Rows from a pointing dataset:
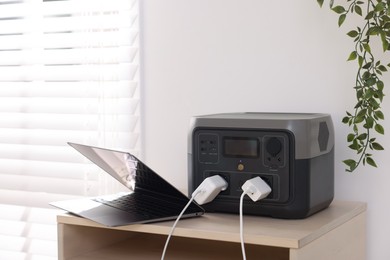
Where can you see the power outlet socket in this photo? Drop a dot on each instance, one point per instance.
(256, 188)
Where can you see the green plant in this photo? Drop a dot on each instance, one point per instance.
(365, 119)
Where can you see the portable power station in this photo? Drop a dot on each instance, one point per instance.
(292, 152)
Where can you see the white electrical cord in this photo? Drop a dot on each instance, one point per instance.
(256, 189)
(174, 226)
(207, 191)
(242, 226)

-- TO BE DONE --
Rewrite the listing with "Drop a dot" swapped for "Place a mark" everywhere it occurs, changing nothing else. Omit the pictures from your answer.

-- EXERCISE ANSWER --
Where can you see the power outlet socket in this photo? Place a mark on each instance, one point per instance.
(256, 188)
Where can you see the green plant in this photo? Place a mark on each instance, one point per instance.
(365, 119)
Where can you see the portable power station in this photo? Place a mark on each instance, one point per instance.
(292, 152)
Where can you see the white electrical cord in this photo? Place a mark on each instance, one point per instance.
(256, 189)
(174, 226)
(207, 191)
(242, 226)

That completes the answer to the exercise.